Set the entries down again exactly; none may be skipped.

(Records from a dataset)
----------------------------------------
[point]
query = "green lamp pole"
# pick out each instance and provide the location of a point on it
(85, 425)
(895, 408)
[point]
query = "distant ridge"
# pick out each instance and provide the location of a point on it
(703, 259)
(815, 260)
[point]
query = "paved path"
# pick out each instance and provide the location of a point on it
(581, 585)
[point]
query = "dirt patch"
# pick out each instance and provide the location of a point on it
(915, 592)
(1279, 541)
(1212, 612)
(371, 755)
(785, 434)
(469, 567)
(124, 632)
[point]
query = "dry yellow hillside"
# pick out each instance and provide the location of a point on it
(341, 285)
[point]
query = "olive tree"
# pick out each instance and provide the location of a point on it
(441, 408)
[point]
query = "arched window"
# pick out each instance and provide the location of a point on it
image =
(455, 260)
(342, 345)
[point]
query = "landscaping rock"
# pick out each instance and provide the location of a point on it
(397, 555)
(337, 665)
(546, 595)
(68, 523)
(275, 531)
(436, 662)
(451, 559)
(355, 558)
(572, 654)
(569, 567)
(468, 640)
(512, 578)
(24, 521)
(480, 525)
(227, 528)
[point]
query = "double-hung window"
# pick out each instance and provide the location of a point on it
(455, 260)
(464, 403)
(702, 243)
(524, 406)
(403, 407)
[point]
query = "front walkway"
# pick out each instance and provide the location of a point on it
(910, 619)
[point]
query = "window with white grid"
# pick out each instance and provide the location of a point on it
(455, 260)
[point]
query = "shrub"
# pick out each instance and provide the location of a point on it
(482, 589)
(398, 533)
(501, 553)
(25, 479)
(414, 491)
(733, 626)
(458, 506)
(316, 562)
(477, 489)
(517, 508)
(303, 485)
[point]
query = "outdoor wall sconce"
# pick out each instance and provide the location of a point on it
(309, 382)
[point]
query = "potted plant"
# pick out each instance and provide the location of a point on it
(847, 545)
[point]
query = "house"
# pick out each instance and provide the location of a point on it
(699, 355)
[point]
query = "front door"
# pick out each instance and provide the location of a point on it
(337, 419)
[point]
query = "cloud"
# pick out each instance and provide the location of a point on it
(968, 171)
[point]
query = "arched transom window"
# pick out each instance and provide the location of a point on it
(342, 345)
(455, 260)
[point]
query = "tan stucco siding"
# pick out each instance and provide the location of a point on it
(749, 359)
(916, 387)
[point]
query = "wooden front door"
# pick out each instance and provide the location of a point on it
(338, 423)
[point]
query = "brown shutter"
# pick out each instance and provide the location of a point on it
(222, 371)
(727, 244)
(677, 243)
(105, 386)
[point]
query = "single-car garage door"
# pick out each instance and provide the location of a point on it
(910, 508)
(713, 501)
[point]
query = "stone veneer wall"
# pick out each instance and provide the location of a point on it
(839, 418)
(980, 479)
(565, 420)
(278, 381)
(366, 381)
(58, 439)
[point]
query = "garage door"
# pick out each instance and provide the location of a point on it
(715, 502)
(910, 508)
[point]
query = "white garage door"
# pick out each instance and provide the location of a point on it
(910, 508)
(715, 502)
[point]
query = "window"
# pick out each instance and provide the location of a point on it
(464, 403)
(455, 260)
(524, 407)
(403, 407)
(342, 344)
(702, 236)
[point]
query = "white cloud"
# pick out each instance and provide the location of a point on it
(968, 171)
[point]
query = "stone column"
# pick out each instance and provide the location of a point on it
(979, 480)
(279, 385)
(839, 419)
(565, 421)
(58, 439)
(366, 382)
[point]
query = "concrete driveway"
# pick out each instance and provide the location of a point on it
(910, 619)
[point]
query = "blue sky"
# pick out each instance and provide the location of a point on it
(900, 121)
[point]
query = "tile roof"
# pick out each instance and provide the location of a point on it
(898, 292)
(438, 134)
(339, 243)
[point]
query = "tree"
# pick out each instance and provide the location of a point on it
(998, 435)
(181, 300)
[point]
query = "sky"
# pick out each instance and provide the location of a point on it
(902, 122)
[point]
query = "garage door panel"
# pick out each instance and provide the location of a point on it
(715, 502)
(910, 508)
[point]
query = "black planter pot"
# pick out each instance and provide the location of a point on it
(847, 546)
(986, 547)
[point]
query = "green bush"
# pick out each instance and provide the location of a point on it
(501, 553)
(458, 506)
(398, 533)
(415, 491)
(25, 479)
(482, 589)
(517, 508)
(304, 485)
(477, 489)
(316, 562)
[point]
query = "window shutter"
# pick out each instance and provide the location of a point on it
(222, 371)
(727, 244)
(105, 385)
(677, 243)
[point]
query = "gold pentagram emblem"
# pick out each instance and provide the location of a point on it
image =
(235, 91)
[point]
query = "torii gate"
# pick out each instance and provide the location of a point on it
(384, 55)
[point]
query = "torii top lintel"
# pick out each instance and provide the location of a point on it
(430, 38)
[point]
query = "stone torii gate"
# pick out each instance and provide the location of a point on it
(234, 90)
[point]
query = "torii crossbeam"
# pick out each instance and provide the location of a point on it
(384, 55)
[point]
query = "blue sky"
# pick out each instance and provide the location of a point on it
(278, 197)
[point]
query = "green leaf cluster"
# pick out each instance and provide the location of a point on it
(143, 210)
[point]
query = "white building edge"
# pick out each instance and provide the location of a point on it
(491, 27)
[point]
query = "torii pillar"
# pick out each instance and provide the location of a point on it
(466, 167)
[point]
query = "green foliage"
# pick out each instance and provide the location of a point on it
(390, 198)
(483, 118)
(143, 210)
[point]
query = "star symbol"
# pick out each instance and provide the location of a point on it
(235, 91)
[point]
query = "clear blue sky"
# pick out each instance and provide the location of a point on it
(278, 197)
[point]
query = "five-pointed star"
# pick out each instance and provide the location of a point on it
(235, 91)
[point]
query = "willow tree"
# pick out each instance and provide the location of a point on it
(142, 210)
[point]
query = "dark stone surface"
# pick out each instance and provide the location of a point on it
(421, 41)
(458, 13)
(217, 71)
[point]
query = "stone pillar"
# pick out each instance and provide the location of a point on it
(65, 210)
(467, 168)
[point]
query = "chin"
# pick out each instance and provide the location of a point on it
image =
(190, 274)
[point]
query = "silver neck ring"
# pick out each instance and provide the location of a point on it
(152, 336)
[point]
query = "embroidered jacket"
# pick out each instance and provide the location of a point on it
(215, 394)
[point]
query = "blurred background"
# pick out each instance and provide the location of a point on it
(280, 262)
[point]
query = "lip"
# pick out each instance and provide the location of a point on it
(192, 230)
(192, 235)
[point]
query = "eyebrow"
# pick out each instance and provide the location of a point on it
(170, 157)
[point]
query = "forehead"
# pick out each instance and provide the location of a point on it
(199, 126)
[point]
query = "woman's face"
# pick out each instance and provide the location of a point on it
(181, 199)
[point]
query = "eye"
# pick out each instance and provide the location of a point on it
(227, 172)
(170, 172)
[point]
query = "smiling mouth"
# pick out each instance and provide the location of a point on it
----------------------------------------
Finished task:
[point]
query = "green lamp pole"
# pick out each instance and provide the location of a point on it
(85, 425)
(895, 408)
[point]
query = "distant ridge"
# pick out each instance and provide the location of a point on it
(703, 259)
(815, 260)
[point]
query = "paved path"
# pick out each instance and provide the location of a point on it
(581, 585)
[point]
query = "dirt patch"
# pick out each instance and provide the location of a point on it
(915, 592)
(1279, 541)
(1212, 612)
(371, 755)
(785, 434)
(469, 567)
(124, 632)
[point]
query = "dry yellow hillside"
# pick out each instance and provide the location of a point on it
(341, 285)
[point]
query = "olive tree"
# pick out each instance and provide the location of a point on it
(441, 408)
[point]
query = "arched window"
# pick out each instance and provide the location of a point on it
image =
(455, 260)
(342, 345)
[point]
query = "landscaping rock"
# pick out each instance and provide the location of a point on it
(397, 555)
(337, 665)
(546, 595)
(68, 523)
(275, 531)
(436, 662)
(451, 559)
(355, 558)
(572, 654)
(569, 567)
(468, 640)
(512, 578)
(24, 521)
(480, 525)
(227, 528)
[point]
query = "double-hung window"
# pick out each instance and provide the location of a point on it
(455, 260)
(464, 403)
(702, 243)
(524, 406)
(403, 407)
[point]
query = "front walkway"
# pick out each instance and provide the location of a point on it
(910, 619)
[point]
query = "window with white grid"
# pick out each instance and provide the location of a point on it
(455, 260)
[point]
query = "shrub"
# pick out each instance and provide the location of a point on it
(482, 589)
(398, 533)
(501, 553)
(25, 479)
(414, 491)
(733, 626)
(458, 506)
(316, 562)
(477, 489)
(517, 508)
(303, 485)
[point]
query = "outdoor wall sconce"
# pick out each instance and provide the location of a point on it
(309, 382)
[point]
query = "potted plant"
# pick out each instance and provide the location of a point on it
(847, 545)
[point]
query = "house"
# pick out each instance and provide the location of a point on it
(699, 355)
[point]
query = "front door"
# pick out each instance and provide the location of a point on it
(337, 419)
[point]
query = "cloud"
# pick out each instance and provide the location of a point on it
(968, 171)
[point]
query = "arched transom window"
# pick out each instance and provide the location of a point on it
(342, 345)
(455, 260)
[point]
query = "tan stucco siding"
# pick out each instance and provide the location of a point on it
(749, 359)
(916, 387)
[point]
query = "wooden front door"
# pick out each instance and provide the location of a point on it
(338, 423)
[point]
query = "brown shutter"
# pick out each instance and provide the location of a point on it
(222, 371)
(727, 244)
(677, 243)
(105, 386)
[point]
query = "single-car garage door"
# pick out each instance and provide the location of a point on it
(910, 508)
(713, 501)
[point]
query = "stone veneer wall"
# pick out each instance and provide the location of a point on it
(839, 418)
(980, 479)
(565, 420)
(278, 381)
(366, 381)
(58, 439)
[point]
query = "garage door"
# pick out each instance and provide the location of a point on it
(715, 502)
(910, 508)
[point]
query = "white garage door"
# pick out each instance and provide the location of a point on it
(910, 508)
(715, 502)
[point]
query = "window"
# pick out each instance and provide the location of a point on it
(464, 403)
(455, 260)
(524, 407)
(403, 407)
(342, 344)
(702, 236)
[point]
query = "white cloud"
# pick out each instance and provide the location of a point on it
(968, 171)
[point]
query = "stone column"
# pick out each instance and provide the location of a point on it
(979, 480)
(279, 385)
(839, 419)
(565, 421)
(58, 439)
(366, 382)
[point]
query = "concrete driveway"
# pick out each instance and provide the location of a point on it
(910, 619)
[point]
query = "blue sky"
# pick out each instance and provide the location of a point on it
(900, 121)
[point]
query = "tile roof"
# pick out each instance and provide the location of a point on it
(898, 292)
(438, 134)
(339, 243)
[point]
query = "tree"
# pick out each instance and provide the location of a point on it
(998, 435)
(181, 300)
[point]
query = "sky"
# pick out each instance and provide the location of a point on it
(902, 122)
[point]
query = "garage door panel"
# pick out each instance and provide the location of a point on it
(715, 502)
(910, 508)
[point]
query = "black planter pot"
# pick out each instance and provide the location of a point on it
(847, 546)
(986, 547)
[point]
query = "green bush"
# pick out each instance and provide the location of a point on it
(501, 553)
(458, 506)
(398, 533)
(415, 491)
(25, 479)
(482, 589)
(517, 508)
(304, 485)
(477, 489)
(316, 562)
[point]
query = "window shutter"
# pick out each instance and provide the location of a point on it
(222, 371)
(727, 244)
(105, 385)
(677, 243)
[point]
query = "gold pentagram emblem"
# pick out each instance and provide the location of a point on it
image =
(235, 91)
[point]
query = "torii gate"
# pick out each instance and provide the location of a point on it
(384, 55)
[point]
query = "torii top lintel"
# pick out each instance and provide the location of a point on it
(430, 38)
[point]
query = "stone torii gate"
# pick out each instance and provide the location of a point on it
(234, 90)
[point]
query = "torii crossbeam"
# pick out each instance and provide the location of a point on it
(384, 55)
[point]
query = "blue sky"
# pick out each instance and provide the location of a point on it
(278, 197)
[point]
query = "green leaf cluster"
# pick out each instance and provide the location of a point on it
(143, 210)
[point]
query = "white building edge"
# pick out each instance and provide the location of a point on it
(491, 27)
[point]
query = "torii pillar"
# pick out each instance and provide the location of a point on it
(466, 167)
[point]
query = "green foliage"
# pick out each instance and provide the location of a point on it
(390, 198)
(483, 118)
(143, 210)
[point]
query = "star symbol"
# pick out each instance and provide the location of a point on it
(235, 91)
[point]
query = "clear blue sky"
# pick out each instance and provide the location of a point on it
(278, 197)
[point]
query = "five-pointed star"
# pick out each instance and provide the location of a point on it
(235, 91)
[point]
query = "willow tree"
# pick out each instance and provide the location of a point on it
(142, 210)
[point]
query = "dark stone surface"
# pick out each instance and provide the location of a point on it
(421, 41)
(458, 13)
(217, 71)
[point]
query = "stone pillar"
# pick out each instance and provide the location of a point on it
(65, 210)
(467, 168)
[point]
query = "chin"
# pick out each instance and provide the location of a point on it
image =
(190, 274)
[point]
query = "silver neck ring"
# pick out each instance and provide the location of a point on it
(152, 336)
[point]
query = "embroidered jacket"
# pick out each instance and provide the location of a point on it
(215, 394)
[point]
query = "blurred background"
# pick out each instance and provide the location of a point on it
(280, 262)
[point]
query = "lip"
# pick out each instance and provide the location of a point on it
(192, 230)
(192, 235)
[point]
query = "eyebrow"
# pick out each instance and provide the location of a point on it
(170, 157)
[point]
query = "forehead"
# pick out each instance and provide the location of a point on it
(199, 126)
[point]
query = "woman's face"
# pick out each instance and provide the location of a point on it
(181, 199)
[point]
query = "eye"
# pick out each instance and provide the location of a point on it
(227, 172)
(170, 172)
[point]
query = "smiling mouth"
# pick out each instance and provide the location of a point on it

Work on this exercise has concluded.